## Written problem a
Change "ladder" to "step" in the records, from the line with "Tag the wooden" through the last line of the records, and give only those lines again with nothing else altered.

— start of Source text —

Although Western Canadian natural gas prices were reasonably strong in the first quarter, second quarter prices have weakened with recent maintenance restrictions on TCPL’s NGTL system and Enbridge’s T-south pipeline that have restricted exports from Western Canada.  Daily prices to date in the second quarter have averaged $1.07 per GJ at AECO and $1.11 per GJ at Station 2 (versus $1.97 per GJ and $1.81 per GJ respectively in the first quarter).  The effect of the maintenance restrictions has been exacerbated by year-over-year production growth of approximately 1.0 Bcf per day.  Production is likely to decline at current prices given the reduction in the gas directed rig count and the reduced level of capital investment announced by several larger gas weighted producers.  However, without production declines, it is going to be a volatile summer for Western Canadian natural gas prices given additional maintenance restrictions planned by both TCPL and Enbridge through to the end of September.  The impact on Storm will be partially mitigated by increasing liquids production and with diversified natural gas sales where 65% to 79% of forecast production is being sold in the US at Chicago and Sumas. 

Natural gas prices in the US have been stable with the Chicago daily price averaging US$2.95 per Mmbtu in the first quarter and US$2.73 per Mmbtu to date in the second quarter.  Data from the US EIA for the first two months of 2018 shows a large year-over-year increase in demand for natural gas at 13.1 Bcf per day (majority from electric power generation and residential) plus net exports have increased by 0.9 Bcf per day year-over-year.  The growth in demand has more than offset year-over-year growth in dry gas production which has been a robust 7.0 Bcf per day.  This has resulted in a steep decline in natural gas storage levels which are 863 Bcf below last year for the week ended May 4th.  Over the summer, demand for natural gas to refill storage is likely to be supportive of US natural gas prices.   

For 2018, production is expected to remain at 20,000 to 21,000 Boe per day unless there is an improvement in the natural gas price at Station 2.  This represents year-over-year production growth of 25%.  Production can be increased relatively quickly given the current inventory of standing wells and existing field compression capacity at Umbach which supports growth to 27,000 Boe per day.  Planning for 2019 is underway with the focus being to continue growing production and funds flow by increasing liquids production.

With a large, multi-year drilling inventory in the higher quality and liquids-rich Montney formation at Umbach, Storm’s business plan continues to be focused on adding value by converting resource into debt adjusted funds flow growth on a per-share basis. 


Brian Lavergne,
President and Chief Executive Officer

May 15, 2018

Boe Presentation For the purpose of calculating unit revenues and costs, natural gas is converted to a barrel of oil equivalent (“Boe”) using six thousand cubic feet (“Mcf”) of natural gas equal to one barrel of oil unless otherwise stated. Boe may be misleading, particularly if used in isolation. A Boe conversion ratio of six Mcf to one barrel (“Bbl”) is based on an energy equivalency conversion method primarily applicable at the burner tip and does not represent a value equivalency at the wellhead. All Boe measurements and conversions in this report are derived by converting natural gas to oil in the ratio of six thousand cubic feet of gas to one barrel of oil. Mboe means 1,000 Boe.

— end of Source text —
— start of Data to use —

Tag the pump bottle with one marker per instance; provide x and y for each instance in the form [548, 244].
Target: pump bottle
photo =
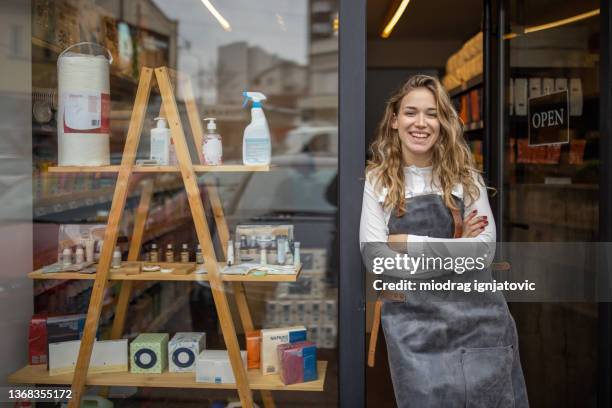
[256, 144]
[160, 142]
[212, 148]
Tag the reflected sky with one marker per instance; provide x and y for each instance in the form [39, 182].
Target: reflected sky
[278, 26]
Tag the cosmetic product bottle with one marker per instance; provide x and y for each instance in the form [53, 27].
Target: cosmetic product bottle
[169, 253]
[98, 252]
[296, 253]
[89, 249]
[212, 147]
[116, 262]
[256, 144]
[230, 252]
[79, 255]
[185, 254]
[154, 254]
[281, 250]
[160, 142]
[237, 259]
[199, 255]
[67, 257]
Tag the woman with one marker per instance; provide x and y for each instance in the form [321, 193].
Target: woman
[422, 192]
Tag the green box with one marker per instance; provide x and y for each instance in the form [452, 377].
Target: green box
[149, 353]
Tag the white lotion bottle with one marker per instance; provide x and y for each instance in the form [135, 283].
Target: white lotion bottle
[212, 147]
[161, 142]
[256, 144]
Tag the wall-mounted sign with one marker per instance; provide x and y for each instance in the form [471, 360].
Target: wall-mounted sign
[548, 117]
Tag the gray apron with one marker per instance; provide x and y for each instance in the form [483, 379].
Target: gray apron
[450, 349]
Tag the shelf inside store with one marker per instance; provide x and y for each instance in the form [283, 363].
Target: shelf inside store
[119, 275]
[466, 86]
[470, 127]
[198, 168]
[38, 374]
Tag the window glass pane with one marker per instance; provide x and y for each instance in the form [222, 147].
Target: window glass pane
[84, 61]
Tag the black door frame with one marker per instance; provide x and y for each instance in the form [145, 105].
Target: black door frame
[494, 119]
[351, 156]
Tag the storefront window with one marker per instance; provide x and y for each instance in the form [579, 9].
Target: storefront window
[551, 180]
[87, 61]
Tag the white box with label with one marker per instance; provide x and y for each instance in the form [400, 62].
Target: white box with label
[213, 366]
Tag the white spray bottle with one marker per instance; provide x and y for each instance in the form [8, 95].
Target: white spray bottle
[256, 144]
[160, 142]
[212, 148]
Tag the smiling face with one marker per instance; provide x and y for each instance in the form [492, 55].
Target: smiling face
[418, 126]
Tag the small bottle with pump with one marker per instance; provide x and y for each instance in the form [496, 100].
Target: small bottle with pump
[154, 254]
[67, 257]
[169, 253]
[116, 262]
[230, 252]
[256, 144]
[185, 254]
[79, 255]
[296, 253]
[161, 141]
[199, 255]
[212, 148]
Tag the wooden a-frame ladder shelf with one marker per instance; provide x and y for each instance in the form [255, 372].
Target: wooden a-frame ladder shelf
[245, 379]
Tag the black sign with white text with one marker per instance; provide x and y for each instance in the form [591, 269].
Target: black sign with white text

— end of Data to use —

## Written problem b
According to the natural gas market report, what have daily prices at AECO averaged to date in the second quarter?

## Problem solution a
Tag the wooden a-frame step shelf with one marker per instance; provide x and y for each instance in the form [255, 372].
Target: wooden a-frame step shelf
[245, 379]
Tag the black sign with white text with one marker per instance; provide x and y for each instance in the form [591, 269].
Target: black sign with white text

## Problem solution b
$1.07 per GJ